* **EXERCISE DETAILS**:
Restate all of the material, keeping every line identical to the original.

* **RECORDS TO USE**:
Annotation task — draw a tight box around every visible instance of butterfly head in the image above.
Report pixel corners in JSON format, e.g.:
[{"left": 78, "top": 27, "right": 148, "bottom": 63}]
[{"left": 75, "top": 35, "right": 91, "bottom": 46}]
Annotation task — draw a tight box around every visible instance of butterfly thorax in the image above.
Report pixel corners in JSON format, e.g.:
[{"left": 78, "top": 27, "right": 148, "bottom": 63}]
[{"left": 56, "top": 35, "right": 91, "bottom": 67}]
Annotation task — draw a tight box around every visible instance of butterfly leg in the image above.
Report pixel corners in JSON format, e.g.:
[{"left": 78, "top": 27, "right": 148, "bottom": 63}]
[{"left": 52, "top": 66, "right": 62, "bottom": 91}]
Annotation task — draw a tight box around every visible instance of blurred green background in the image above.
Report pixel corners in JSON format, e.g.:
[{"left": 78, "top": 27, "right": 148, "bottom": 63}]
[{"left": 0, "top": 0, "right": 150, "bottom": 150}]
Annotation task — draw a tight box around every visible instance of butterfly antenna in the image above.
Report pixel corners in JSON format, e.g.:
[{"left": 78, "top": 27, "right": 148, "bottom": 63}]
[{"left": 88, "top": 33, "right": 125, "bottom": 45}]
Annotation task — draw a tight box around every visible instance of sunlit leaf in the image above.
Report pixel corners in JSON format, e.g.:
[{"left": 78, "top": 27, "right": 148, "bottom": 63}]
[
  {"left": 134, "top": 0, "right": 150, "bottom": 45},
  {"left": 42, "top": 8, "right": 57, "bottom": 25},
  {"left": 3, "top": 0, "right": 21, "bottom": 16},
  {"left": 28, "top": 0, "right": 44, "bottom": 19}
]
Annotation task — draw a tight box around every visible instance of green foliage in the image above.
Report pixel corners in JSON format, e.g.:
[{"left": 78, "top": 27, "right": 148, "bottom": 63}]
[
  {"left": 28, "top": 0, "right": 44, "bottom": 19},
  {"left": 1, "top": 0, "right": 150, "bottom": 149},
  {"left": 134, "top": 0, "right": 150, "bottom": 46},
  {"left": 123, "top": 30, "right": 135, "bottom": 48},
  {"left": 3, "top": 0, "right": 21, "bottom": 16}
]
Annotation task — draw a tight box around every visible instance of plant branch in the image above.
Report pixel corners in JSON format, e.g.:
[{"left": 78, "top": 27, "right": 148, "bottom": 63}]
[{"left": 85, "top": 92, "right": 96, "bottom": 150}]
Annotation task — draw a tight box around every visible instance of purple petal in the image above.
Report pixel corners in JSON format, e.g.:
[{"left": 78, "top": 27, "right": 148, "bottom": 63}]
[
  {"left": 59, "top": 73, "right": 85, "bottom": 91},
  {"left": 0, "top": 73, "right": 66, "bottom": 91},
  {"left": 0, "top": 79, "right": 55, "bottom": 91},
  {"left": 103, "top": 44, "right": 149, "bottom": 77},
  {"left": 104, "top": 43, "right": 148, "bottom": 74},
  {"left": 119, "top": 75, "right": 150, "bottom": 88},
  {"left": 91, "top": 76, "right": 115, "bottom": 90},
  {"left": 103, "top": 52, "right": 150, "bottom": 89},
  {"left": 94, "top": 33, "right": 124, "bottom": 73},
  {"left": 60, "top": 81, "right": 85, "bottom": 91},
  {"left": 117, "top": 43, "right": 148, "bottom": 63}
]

* **TASK RESULT**:
Annotation task — draw a tight box around every visible instance of butterfly head in the image above.
Report pixel corners in JSON format, e.g.:
[{"left": 78, "top": 27, "right": 148, "bottom": 63}]
[{"left": 75, "top": 35, "right": 91, "bottom": 46}]
Annotation task — draw a tight box around every visible instance of butterfly thorax in the image above.
Report pixel corners in JSON format, e.g.:
[{"left": 78, "top": 27, "right": 148, "bottom": 63}]
[{"left": 56, "top": 35, "right": 91, "bottom": 67}]
Annotation task — draw a tight box around every visible instance of butterfly leg in the image above.
Report pixel corners in JSON format, e.g.:
[{"left": 78, "top": 27, "right": 148, "bottom": 63}]
[{"left": 52, "top": 66, "right": 62, "bottom": 91}]
Annotation task — draw a tight box around every visible instance of blurred green background in the image above.
Report pixel corners in JSON format, e.g.:
[{"left": 78, "top": 27, "right": 148, "bottom": 63}]
[{"left": 0, "top": 0, "right": 150, "bottom": 150}]
Annotation task — draw a tight box around every visible instance of butterfly antenna in the image above.
Report pixel corners in JSON format, e.g.:
[{"left": 78, "top": 27, "right": 148, "bottom": 63}]
[{"left": 88, "top": 33, "right": 125, "bottom": 45}]
Annotation task — draw a tight box around every visible instance of sunlit leaf in the image above.
Report pixel corners in JSON format, e.g.:
[{"left": 78, "top": 27, "right": 148, "bottom": 63}]
[
  {"left": 134, "top": 0, "right": 150, "bottom": 45},
  {"left": 42, "top": 8, "right": 57, "bottom": 25},
  {"left": 3, "top": 0, "right": 21, "bottom": 16},
  {"left": 28, "top": 0, "right": 44, "bottom": 19}
]
Annotation task — draw a tight box around every visible instance of green foliage in the image above.
Report pixel corners in JSON format, e.g.:
[{"left": 78, "top": 27, "right": 148, "bottom": 63}]
[
  {"left": 28, "top": 0, "right": 44, "bottom": 19},
  {"left": 1, "top": 0, "right": 150, "bottom": 149},
  {"left": 134, "top": 0, "right": 150, "bottom": 46},
  {"left": 123, "top": 30, "right": 135, "bottom": 48},
  {"left": 3, "top": 0, "right": 21, "bottom": 16}
]
Annotation task — draw a tight box around every visible instance of plant branch in the image above.
Report pixel corners in JSON format, e.g.:
[{"left": 78, "top": 27, "right": 148, "bottom": 63}]
[{"left": 85, "top": 92, "right": 96, "bottom": 150}]
Annotation task — draw a tight box around every visible instance of purple petal in the image above.
Report pixel corners in JSON format, e.g.:
[{"left": 78, "top": 27, "right": 148, "bottom": 63}]
[
  {"left": 59, "top": 73, "right": 85, "bottom": 91},
  {"left": 0, "top": 73, "right": 66, "bottom": 91},
  {"left": 0, "top": 79, "right": 55, "bottom": 91},
  {"left": 103, "top": 44, "right": 149, "bottom": 77},
  {"left": 104, "top": 43, "right": 148, "bottom": 74},
  {"left": 119, "top": 75, "right": 150, "bottom": 88},
  {"left": 91, "top": 76, "right": 115, "bottom": 90},
  {"left": 103, "top": 52, "right": 150, "bottom": 89},
  {"left": 94, "top": 33, "right": 124, "bottom": 73},
  {"left": 60, "top": 81, "right": 85, "bottom": 91},
  {"left": 117, "top": 43, "right": 148, "bottom": 63}
]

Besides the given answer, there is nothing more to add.